- Texto de leitura -

Adorar é um gesto de amor que muda a vida. É fazer como os Magos: levar ao Senhor o ouro, para Lhe dizer que nada é mais precioso do que Ele; oferecer-Lhe o incenso, para Lhe dizer que só com Ele se eleva para o alto a nossa vida; apresentar-Lhe a mirra – com ela se ungiam os corpos feridos e dilacerados – como promessa a Jesus de que socorreremos o próximo marginalizado e sofredor, porque nele está o Senhor. Habitualmente, ao rezar, sabemos pedir, agradecer ao Senhor, mas a Igreja deve progredir ainda mais na oração de adoração. Devemos crescer na adoração; a oração de adoração é uma ciência que temos de aprender todos os dias: rezar adorando.

- Dados armazenados -

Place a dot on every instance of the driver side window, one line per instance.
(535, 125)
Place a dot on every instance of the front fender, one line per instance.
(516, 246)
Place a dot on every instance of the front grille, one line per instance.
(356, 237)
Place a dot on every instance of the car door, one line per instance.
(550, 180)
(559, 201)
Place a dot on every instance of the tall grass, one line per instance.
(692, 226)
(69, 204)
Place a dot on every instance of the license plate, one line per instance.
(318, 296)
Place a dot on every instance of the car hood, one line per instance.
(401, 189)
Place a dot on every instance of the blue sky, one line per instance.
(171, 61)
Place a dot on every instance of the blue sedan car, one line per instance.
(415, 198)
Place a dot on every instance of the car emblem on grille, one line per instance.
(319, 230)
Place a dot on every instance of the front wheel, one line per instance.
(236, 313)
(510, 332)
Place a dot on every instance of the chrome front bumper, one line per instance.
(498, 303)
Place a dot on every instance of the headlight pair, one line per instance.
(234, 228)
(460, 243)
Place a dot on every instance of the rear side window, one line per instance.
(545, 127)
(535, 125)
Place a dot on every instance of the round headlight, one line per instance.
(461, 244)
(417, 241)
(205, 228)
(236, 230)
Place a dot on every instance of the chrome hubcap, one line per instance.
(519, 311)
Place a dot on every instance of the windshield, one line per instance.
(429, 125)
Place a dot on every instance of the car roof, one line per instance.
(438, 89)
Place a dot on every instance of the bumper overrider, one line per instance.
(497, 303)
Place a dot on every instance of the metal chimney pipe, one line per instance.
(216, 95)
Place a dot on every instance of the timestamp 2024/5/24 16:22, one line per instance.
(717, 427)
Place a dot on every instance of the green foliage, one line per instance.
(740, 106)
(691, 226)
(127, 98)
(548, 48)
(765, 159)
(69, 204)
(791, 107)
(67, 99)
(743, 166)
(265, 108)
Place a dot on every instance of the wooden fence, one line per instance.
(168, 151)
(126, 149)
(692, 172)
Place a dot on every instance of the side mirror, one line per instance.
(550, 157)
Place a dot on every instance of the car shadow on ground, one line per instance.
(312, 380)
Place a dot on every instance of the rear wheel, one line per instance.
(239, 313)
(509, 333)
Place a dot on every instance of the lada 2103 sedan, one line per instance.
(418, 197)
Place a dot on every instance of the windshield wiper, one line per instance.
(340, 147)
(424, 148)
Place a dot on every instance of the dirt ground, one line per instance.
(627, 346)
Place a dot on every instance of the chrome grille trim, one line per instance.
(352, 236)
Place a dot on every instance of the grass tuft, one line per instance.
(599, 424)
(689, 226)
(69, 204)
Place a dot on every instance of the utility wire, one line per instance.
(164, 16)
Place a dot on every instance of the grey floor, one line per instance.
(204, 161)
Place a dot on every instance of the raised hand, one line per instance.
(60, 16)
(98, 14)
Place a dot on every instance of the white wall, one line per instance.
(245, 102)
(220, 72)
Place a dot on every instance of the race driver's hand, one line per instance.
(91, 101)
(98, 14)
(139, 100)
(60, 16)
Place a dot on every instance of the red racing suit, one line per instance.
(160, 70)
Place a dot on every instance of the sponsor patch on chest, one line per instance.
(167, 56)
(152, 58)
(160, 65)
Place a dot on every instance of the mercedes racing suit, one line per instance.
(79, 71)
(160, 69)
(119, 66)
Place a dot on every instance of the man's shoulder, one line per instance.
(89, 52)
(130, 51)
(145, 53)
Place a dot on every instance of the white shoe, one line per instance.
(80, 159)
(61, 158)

- Tarefa proposta -
Consegue prolongar o texto sobre a adoração, começando logo a seguir à última frase? Os dados constituem um material à parte, sem ligação com o texto.

- Resposta -
Amados irmãos e irmãs, hoje, cada um de nós pode interrogar-se: «Sou um cristão adorador?”. A pergunta impõe-se-nos, pois muitos cristãos que rezam não sabem adorar. Encontremos momentos para a adoração ao longo do nosso dia e criemos espaço para a adoração nas nossas comunidades. Cabe a nós, como Igreja, colocar em prática as palavras que acabamos de rezar no Salmo: “Adorar-Vos-ão, Senhor, todos os povos da terra”. Adorando, descobriremos também nós, como os Magos, a direção certa do nosso caminho. E sentiremos, como os Magos, uma “imensa alegria” (Mt 2,10).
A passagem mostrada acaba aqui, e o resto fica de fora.